Output everything from the start of the items down to the line containing "left=310, top=110, right=333, bottom=149", both ends included, as a Markdown table with the columns Row and Line, numbering each line and skipping blank lines. Omit the pictures from the table.

>> Start

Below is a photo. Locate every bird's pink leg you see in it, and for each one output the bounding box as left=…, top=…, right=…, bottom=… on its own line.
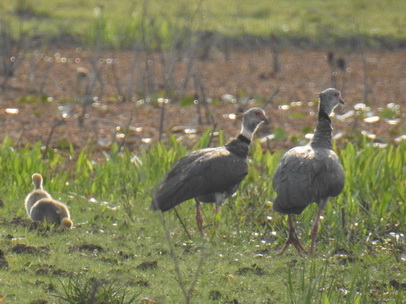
left=310, top=209, right=323, bottom=255
left=196, top=200, right=204, bottom=236
left=278, top=214, right=307, bottom=255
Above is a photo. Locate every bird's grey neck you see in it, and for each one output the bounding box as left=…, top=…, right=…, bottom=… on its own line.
left=226, top=134, right=251, bottom=158
left=310, top=110, right=333, bottom=149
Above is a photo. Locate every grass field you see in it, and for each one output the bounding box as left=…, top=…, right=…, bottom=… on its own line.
left=0, top=0, right=406, bottom=304
left=0, top=0, right=406, bottom=48
left=0, top=133, right=406, bottom=304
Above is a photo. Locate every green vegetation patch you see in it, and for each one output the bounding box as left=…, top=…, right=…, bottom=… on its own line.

>> End

CORRECT OUTPUT:
| Row | Line |
|---|---|
| 1 | Below is a photo. Locate every bird's pink leg you see in it, and for each one output the bounding box as left=…, top=…, right=…, bottom=… on its own line. |
| 2 | left=310, top=209, right=323, bottom=255 |
| 3 | left=196, top=200, right=204, bottom=236 |
| 4 | left=278, top=214, right=307, bottom=255 |
| 5 | Above is a photo. Locate every bird's grey neck you see in it, and for each one output the bounding box as left=…, top=…, right=…, bottom=… on its own line. |
| 6 | left=226, top=134, right=251, bottom=158 |
| 7 | left=310, top=110, right=333, bottom=149 |